#### [Your goal]
Pick out every line in the material below that contains the string "door", and copy each of those lines. Case counts.
[start of Material provided]
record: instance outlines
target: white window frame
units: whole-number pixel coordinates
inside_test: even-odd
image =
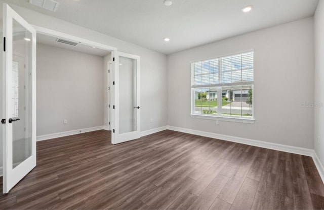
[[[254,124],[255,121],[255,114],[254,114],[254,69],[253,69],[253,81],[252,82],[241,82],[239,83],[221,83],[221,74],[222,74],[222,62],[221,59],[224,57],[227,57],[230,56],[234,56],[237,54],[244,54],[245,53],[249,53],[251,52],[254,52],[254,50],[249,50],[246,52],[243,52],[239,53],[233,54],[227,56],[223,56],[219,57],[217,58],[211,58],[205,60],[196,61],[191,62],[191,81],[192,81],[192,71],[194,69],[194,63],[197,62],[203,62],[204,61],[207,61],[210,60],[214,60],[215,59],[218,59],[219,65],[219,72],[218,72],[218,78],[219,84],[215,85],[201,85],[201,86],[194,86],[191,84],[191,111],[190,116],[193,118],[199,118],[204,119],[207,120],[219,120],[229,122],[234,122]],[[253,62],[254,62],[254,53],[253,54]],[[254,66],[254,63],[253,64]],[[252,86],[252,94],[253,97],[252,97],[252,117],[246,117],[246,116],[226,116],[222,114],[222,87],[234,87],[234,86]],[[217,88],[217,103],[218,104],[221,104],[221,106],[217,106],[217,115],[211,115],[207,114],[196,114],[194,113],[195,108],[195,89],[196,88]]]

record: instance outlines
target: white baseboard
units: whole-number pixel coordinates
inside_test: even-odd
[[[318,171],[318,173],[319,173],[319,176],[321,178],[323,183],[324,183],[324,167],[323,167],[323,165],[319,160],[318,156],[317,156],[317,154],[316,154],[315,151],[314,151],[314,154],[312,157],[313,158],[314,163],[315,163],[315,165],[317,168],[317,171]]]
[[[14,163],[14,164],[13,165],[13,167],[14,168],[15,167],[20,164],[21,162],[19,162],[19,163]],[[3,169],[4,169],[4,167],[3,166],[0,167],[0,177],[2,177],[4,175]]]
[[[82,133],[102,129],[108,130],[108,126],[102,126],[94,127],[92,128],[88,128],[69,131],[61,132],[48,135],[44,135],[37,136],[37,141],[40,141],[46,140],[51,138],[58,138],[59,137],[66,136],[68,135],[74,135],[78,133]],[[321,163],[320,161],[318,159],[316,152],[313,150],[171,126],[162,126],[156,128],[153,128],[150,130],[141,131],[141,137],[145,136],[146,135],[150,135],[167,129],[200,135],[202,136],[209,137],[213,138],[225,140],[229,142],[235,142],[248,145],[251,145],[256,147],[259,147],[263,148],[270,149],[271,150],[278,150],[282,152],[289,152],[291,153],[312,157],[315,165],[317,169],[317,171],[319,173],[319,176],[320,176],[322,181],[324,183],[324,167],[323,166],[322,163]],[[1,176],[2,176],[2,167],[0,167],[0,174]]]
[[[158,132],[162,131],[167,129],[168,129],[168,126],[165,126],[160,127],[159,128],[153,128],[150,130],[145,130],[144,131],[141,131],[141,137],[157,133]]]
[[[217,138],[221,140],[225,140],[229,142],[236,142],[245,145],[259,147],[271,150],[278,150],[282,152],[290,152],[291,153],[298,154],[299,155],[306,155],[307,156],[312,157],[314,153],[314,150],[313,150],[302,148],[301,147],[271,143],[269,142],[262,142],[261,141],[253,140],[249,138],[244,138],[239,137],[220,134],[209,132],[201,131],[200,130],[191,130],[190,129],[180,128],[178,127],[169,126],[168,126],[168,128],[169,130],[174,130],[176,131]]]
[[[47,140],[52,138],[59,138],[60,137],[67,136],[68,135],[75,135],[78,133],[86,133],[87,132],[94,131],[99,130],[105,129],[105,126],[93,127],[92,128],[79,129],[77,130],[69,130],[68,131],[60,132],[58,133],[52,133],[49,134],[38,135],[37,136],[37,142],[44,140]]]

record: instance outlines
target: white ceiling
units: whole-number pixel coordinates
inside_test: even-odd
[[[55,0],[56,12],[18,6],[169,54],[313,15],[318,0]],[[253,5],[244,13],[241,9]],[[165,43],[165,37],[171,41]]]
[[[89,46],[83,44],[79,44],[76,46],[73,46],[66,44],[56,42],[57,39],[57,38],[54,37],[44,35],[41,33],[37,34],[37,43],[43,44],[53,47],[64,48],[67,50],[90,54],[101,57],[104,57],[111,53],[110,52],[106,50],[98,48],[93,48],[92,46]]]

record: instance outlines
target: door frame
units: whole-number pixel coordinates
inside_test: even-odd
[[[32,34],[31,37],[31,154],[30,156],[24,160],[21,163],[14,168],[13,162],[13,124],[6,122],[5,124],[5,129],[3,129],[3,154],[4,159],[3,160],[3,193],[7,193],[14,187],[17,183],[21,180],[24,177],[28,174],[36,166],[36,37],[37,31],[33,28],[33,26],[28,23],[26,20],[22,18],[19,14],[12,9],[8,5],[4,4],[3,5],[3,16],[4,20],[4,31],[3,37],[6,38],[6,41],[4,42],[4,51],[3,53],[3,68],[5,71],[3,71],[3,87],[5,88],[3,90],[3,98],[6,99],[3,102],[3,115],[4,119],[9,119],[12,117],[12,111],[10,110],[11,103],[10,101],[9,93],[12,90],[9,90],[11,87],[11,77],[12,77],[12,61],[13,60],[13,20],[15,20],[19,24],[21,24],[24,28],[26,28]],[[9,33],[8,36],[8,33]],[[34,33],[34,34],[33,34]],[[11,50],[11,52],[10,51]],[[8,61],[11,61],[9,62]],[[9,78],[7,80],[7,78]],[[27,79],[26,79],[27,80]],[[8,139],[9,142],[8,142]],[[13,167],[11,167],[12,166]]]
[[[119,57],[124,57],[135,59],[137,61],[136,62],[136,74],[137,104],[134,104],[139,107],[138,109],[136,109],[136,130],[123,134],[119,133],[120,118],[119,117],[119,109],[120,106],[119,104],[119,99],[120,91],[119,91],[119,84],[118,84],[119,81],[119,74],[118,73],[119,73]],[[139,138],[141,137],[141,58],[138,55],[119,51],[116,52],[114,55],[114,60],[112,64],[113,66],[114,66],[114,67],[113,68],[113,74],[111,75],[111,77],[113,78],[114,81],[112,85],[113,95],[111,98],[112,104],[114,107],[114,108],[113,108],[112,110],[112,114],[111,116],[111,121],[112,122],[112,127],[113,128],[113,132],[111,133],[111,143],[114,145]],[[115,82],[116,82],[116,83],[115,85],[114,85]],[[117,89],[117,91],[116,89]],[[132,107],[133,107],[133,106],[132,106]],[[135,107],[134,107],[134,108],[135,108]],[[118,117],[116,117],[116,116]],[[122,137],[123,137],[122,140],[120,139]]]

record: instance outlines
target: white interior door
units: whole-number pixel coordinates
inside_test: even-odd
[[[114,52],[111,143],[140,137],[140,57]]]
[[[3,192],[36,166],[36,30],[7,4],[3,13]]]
[end of Material provided]
#### [Result for this task]
target: door frame
target: white interior door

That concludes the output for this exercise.